■ **PÁGINA**:
•••••

O ponto de partida
da nossa pesquisa vai focar-se na natureza jurídica dos planos
jurídicos. Os planos assumem-se como Regulamentos, ou seja, seria de
esperar que as suas normas se apresentassem como normas
regulamentares. Mas nem sempre é assim. Há certas disposições de
planos urbanísticos que se consubstanciam em actos administrativos.
No entanto, este facto não vai ser relevante para o contencioso dos
planos pois mesmo que a disposições se apresentem como actos
administrativos, vão ser consideradas como normas regulamentares.
A classificação
dos planos, como regulamentos administrativos tem consequências
essencialmente procedimentais pois vai-nos levar a um contencioso
regulamentar. Isto é, mesmo que a norma em questão de um plano
venha a assumir-se como tendo natureza de acto administrativo, o
ordenamento e o contencioso vai considerá-la como norma
regulamentar, apenas e só por razões procedimentais e processuais.
Assim sendo, esta classificação vai remeter-nos para o regime dos
artigos 72º e seguintes do CPTA.
Como tal, a primeira
análise a ser feita é obviamente, em termos administrativos, sobre
a impugnação de normas regulamentares. Vamos encontrar, nos artigos
72º a 77º do CPTA o regime de impugnação de normas
regulamentares. Para tal, podemos elaborar um de dois pedidos: a
declaração de ilegalidade com força obrigatória geral e a
declaração de ilegalidade com efeitos restritos ao caso concreto.
Relativamente ao primeiro tipo de pedido, pode ser invocado por quem
tenha sido prejudicado pela aplicação da norma ou possa vir a
sê-lo. Só tem legitimidade para solicitar a declaração de
ilegalidade o interessado que demonstre que a norma em questão foi
desaplicada em três casos concretos, ou seja, a declaração de
ilegalidade só ganha força obrigatória geral, depois de terem
surgido três casos concretos de ilegalidade da norma em questão. Já
quanto ao segundo pedido possível, só pode ser formulado por quem
alegue ser lesado pelos efeitos de normas que se produzam na sua
esfera jurídica. Neste caso a norma não tem de depender de qualquer
outro acto concreto de aplicação. O requerente apenas quer limitar
os efeitos da declaração de ilegalidade ao seu caso concreto.

•••••

■ **TAREFA 1**:
No texto sobre a natureza jurídica dos planos, em que artigos do CPTA se encontra o regime de impugnação de normas regulamentares?
■ **TAREFA 2**:
Copie tal como estão as linhas dos dados de entrada abaixo, começando na que contém "outline eel's upper jaw" e terminando na que contém "131 242 L 135".

■ **DADOS DE ENTRADA**:

•••••

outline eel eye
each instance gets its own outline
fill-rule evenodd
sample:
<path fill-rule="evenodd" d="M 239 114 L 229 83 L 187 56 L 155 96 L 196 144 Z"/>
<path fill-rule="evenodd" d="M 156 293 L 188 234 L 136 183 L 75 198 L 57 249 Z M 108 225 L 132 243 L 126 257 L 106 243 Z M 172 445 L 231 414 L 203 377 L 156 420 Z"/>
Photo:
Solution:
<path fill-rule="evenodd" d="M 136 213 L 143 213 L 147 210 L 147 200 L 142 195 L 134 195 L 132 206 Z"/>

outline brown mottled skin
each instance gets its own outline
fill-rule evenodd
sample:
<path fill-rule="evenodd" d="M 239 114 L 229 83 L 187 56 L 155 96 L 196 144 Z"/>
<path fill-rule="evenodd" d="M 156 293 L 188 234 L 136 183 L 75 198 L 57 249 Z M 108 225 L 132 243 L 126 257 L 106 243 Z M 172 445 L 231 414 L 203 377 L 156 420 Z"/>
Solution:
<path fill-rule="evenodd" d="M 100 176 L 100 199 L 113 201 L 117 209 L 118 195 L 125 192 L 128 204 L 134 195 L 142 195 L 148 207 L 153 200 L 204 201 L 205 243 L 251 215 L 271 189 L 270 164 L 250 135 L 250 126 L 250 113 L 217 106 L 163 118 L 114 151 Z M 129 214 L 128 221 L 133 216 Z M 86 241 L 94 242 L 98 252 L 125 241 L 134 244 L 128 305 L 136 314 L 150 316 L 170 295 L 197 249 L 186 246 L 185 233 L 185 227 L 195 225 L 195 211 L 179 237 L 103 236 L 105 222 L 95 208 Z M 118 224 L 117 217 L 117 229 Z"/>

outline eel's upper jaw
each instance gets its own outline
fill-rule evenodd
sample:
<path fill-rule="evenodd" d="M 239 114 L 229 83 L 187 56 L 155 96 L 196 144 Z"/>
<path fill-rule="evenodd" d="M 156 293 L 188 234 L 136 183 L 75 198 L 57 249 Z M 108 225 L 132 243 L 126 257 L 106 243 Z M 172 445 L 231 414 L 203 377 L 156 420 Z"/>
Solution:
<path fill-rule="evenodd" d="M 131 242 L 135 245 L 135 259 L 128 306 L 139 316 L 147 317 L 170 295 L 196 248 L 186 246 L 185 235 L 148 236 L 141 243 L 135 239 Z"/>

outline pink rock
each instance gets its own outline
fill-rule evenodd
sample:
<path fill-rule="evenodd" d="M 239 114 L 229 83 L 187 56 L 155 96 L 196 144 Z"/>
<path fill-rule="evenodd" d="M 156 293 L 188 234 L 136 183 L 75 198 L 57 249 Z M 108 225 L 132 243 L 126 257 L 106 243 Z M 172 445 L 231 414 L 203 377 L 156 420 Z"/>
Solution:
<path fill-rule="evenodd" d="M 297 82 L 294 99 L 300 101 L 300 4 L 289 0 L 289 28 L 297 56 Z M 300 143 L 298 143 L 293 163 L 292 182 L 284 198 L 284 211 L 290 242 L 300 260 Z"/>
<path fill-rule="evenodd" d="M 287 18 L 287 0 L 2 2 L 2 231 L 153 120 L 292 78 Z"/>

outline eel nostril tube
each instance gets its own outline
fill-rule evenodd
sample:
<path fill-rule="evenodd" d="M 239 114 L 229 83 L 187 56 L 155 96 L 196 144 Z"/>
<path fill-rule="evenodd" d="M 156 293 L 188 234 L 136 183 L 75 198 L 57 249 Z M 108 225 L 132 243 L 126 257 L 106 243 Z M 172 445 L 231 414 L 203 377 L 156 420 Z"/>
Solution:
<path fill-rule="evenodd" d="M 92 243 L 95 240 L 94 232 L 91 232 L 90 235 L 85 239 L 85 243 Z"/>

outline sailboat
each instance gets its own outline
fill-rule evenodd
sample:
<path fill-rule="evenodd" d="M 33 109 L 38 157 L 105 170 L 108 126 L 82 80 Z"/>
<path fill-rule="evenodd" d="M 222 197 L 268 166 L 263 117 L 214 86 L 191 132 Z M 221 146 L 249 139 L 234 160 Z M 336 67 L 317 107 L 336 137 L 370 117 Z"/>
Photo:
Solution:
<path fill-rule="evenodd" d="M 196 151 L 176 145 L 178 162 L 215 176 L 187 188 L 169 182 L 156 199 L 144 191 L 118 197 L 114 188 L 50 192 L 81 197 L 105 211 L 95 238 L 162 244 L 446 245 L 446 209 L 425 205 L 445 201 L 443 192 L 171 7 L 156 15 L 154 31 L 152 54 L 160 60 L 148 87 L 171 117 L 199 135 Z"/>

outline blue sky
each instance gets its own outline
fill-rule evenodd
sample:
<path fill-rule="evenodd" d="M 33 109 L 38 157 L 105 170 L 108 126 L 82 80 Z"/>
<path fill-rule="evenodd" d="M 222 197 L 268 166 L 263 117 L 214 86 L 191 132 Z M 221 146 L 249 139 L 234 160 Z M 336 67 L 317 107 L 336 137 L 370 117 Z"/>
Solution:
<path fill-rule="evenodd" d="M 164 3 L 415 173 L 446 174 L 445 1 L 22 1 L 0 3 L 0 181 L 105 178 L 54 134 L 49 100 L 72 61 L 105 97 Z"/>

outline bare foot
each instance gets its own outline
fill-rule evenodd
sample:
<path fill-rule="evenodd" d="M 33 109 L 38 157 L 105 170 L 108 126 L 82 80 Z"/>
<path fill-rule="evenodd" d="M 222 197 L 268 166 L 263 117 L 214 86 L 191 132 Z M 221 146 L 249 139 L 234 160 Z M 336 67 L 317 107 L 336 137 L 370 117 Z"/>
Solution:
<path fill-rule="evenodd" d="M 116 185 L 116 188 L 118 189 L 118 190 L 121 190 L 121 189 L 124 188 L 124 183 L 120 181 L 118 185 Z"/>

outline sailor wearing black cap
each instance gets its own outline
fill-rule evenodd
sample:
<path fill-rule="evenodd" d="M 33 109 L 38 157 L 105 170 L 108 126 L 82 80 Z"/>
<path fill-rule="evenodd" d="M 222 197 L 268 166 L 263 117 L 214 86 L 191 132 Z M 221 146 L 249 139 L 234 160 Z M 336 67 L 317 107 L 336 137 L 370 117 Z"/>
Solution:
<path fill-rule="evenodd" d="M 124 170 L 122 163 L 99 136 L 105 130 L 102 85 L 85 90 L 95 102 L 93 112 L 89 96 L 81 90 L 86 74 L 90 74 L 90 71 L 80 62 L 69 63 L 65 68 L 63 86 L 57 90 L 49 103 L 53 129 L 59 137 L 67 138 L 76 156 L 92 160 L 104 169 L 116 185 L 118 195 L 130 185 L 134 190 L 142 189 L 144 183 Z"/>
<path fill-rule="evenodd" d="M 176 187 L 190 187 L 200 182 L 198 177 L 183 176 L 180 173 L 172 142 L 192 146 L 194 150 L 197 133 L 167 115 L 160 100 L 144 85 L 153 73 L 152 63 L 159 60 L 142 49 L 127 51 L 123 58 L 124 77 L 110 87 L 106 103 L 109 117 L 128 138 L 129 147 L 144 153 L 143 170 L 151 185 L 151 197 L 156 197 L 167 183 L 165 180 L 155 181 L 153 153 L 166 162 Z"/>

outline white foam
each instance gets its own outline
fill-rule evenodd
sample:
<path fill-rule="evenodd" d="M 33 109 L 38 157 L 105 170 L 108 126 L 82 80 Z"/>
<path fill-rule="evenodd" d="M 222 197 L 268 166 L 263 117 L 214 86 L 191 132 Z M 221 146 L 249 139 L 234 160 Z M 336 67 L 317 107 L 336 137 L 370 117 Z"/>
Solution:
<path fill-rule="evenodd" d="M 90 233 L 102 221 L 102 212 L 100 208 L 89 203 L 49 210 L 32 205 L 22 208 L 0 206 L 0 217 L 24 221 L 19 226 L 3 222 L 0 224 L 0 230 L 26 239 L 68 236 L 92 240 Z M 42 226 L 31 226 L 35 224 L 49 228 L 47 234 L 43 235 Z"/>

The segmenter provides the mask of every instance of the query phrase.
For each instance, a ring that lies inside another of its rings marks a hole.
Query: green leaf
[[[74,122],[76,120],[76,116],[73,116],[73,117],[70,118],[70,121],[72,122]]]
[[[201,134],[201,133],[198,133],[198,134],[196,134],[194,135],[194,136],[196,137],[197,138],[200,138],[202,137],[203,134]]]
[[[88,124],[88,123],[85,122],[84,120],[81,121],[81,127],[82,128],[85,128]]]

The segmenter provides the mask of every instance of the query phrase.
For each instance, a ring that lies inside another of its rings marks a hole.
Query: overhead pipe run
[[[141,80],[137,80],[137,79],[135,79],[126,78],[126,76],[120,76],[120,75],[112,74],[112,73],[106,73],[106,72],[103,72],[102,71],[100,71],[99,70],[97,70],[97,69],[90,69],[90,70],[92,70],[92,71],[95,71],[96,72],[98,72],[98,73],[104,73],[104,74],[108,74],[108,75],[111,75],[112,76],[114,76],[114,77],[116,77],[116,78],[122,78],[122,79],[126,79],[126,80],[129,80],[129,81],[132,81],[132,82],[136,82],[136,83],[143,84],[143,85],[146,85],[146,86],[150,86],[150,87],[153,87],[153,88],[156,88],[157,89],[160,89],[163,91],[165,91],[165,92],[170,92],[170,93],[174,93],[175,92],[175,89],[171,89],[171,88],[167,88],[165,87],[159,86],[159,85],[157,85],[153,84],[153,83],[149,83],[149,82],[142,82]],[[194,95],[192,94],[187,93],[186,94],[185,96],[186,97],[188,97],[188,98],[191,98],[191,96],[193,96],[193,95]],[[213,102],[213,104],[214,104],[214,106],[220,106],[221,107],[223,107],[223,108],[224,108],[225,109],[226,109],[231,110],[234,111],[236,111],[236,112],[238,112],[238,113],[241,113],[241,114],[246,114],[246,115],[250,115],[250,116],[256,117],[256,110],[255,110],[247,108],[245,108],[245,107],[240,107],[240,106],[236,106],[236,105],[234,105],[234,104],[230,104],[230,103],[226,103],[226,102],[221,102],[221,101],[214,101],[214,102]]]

•••••

■ **RESOLUÇÃO DA TAREFA 1**:
Nos artigos 72º a 77º do CPTA.

■ **RESOLUÇÃO DA TAREFA 2**:
outline eel's upper jaw
each instance gets its own outline
fill-rule evenodd
sample:
<path fill-rule="evenodd" d="M 239 114 L 229 83 L 187 56 L 155 96 L 196 144 Z"/>
<path fill-rule="evenodd" d="M 156 293 L 188 234 L 136 183 L 75 198 L 57 249 Z M 108 225 L 132 243 L 126 257 L 106 243 Z M 172 445 L 231 414 L 203 377 L 156 420 Z"/>
Solution:
<path fill-rule="evenodd" d="M 131 242 L 135 245 L 135 259 L 128 306 L 139 316 L 147 317 L 170 295 L 196 248 L 186 246 L 185 235 L 148 236 L 141 243 L 135 239 Z"/>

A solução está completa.